=== Written task 1 ===
Reproduce the text of the Ello passage between "Ello founder Paul" and "at some point.", inclusive.
=== Written task 2 ===
In the passage about Ello, how much did FreshTracks Capital invest in the startup?
=== Written task 3 ===
Name each quality that the Ello Manifesto quote lists after the words "We believe in".

=== Given passage ===
★ ★ ★ ★ ★
Soon after that, though, the site will invariably have to make a shift toward monetization. Fun as a free, advertising-free experience might be, it's doesn't make the most sense business-wise. How Ello gets to that point, given its founders' dislike of advertising, becomes a bit of an exercise in creativity.

"Your social network is owned by advertisers. Every post you share, every friend you make, and every link you follow is tracked, recorded, and converted into data. Advertisers buy your data so they can show you more ads. You are the product that's bought and sold," reads Ello's Manifesto.

"We believe there is a better way. We believe in audacity. We believe in beauty, simplicity, and transparency. We believe that the people who make things and the people who use them should be in partnership," it continues, noting in the very end that the site's users are "not a product".

Ello founder Paul Budnitz seems happy to discuss his general dislike of Web-based advertising—which, we note, doesn't translate over into the world of venture capital. Ello has already gone through a seed funding round with Vermont-based FreshTracks Capital, which invested $435,000 in the social networking startup. Obviously, investors will likely be looking for a return on their contribution at some point.

"I want to change the world. I want to prove that advertising isn't the only way to make money on the Internet," Budnitz said, in an interview with Fortune.

"What's screwing up the Internet and creating all the data collection problems and privacy issues has to do with advertising as a model on the Internet," he added.
★ ★ ★ ★ ★
=== Listed records ===
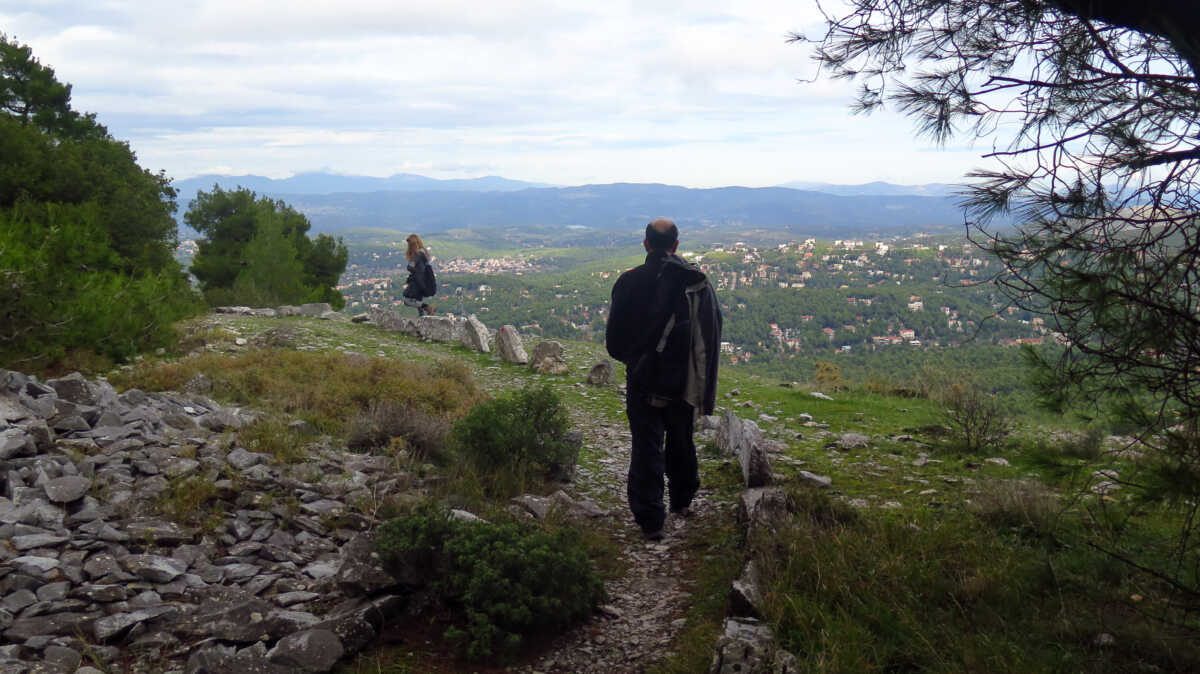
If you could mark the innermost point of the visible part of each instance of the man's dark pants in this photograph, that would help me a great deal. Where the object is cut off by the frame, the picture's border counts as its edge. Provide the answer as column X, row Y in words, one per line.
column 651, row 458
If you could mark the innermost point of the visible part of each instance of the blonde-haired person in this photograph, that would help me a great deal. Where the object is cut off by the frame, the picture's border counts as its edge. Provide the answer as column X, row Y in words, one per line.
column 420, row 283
★ ★ ★ ★ ★
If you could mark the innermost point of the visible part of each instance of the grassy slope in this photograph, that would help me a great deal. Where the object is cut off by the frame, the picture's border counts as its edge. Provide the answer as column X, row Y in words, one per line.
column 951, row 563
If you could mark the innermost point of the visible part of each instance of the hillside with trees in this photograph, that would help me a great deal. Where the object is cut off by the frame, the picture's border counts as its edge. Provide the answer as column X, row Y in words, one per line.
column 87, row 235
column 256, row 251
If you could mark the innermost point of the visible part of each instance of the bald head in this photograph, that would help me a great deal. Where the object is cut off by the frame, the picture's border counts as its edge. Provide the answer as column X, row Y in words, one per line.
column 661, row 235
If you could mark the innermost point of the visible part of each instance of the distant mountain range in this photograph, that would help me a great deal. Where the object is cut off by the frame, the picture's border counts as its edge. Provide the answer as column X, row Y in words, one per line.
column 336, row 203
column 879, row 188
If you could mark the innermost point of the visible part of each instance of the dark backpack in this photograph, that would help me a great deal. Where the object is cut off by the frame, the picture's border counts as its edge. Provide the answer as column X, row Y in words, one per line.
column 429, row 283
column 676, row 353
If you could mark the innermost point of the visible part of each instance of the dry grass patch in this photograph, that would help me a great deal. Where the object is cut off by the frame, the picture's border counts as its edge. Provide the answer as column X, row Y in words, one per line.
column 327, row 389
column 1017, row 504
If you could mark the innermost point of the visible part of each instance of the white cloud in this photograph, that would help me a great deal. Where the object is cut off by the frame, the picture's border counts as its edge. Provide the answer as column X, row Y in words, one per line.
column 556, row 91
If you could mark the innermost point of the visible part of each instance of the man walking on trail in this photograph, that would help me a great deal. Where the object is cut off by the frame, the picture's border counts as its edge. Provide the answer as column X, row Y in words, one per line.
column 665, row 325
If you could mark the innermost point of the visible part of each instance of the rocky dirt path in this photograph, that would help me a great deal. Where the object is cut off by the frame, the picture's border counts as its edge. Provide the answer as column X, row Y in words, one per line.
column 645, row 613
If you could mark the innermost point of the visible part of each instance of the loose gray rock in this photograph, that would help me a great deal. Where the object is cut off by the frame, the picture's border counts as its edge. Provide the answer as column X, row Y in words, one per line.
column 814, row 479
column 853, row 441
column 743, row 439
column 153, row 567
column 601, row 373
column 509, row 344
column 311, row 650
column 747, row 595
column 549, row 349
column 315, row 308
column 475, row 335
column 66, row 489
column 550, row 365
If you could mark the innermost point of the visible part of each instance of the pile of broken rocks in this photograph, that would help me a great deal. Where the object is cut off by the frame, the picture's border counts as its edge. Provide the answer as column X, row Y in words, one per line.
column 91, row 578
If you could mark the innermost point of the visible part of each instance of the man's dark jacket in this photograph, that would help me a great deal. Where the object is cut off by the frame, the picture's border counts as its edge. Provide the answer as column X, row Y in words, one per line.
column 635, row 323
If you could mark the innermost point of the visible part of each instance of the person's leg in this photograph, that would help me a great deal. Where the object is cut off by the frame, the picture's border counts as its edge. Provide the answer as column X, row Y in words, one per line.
★ ★ ★ ★ ★
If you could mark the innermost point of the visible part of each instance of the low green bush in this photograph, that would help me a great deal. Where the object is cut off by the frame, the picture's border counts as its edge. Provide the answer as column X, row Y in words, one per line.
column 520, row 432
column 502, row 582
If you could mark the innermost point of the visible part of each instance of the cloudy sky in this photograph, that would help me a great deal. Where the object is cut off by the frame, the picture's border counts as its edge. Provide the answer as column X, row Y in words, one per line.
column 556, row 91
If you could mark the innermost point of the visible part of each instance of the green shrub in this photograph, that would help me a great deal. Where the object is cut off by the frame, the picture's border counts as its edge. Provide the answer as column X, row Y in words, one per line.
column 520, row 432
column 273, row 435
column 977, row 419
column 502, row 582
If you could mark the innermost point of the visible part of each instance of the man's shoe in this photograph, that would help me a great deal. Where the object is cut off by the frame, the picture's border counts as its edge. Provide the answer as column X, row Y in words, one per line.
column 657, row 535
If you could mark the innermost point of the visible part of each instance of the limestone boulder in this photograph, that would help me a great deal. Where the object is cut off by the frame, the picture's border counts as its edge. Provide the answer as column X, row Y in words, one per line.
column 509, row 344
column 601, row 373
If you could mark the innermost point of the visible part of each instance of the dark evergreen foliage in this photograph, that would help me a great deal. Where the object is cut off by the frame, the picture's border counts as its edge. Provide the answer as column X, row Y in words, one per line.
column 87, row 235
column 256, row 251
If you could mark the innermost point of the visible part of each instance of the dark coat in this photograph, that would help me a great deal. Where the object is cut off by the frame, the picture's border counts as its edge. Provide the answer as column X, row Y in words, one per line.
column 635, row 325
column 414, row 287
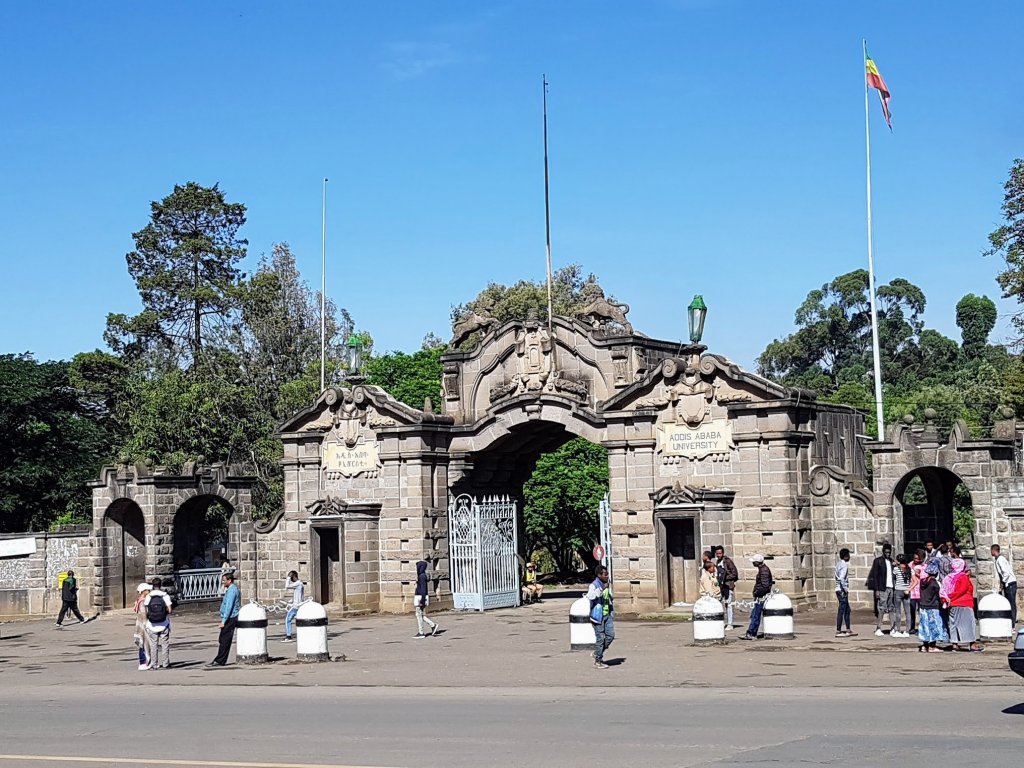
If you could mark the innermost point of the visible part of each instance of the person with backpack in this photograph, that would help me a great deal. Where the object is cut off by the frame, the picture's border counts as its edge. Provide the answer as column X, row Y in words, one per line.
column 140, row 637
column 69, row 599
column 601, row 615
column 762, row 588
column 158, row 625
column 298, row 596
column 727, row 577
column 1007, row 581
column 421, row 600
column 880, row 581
★ ★ ★ ★ ★
=== Final answer 1 ===
Ello founder Paul Budnitz seems happy to discuss his general dislike of Web-based advertising—which, we note, doesn't translate over into the world of venture capital. Ello has already gone through a seed funding round with Vermont-based FreshTracks Capital, which invested $435,000 in the social networking startup. Obviously, investors will likely be looking for a return on their contribution at some point.

=== Final answer 2 ===
$435,000.

=== Final answer 3 ===
Audacity, beauty, simplicity, transparency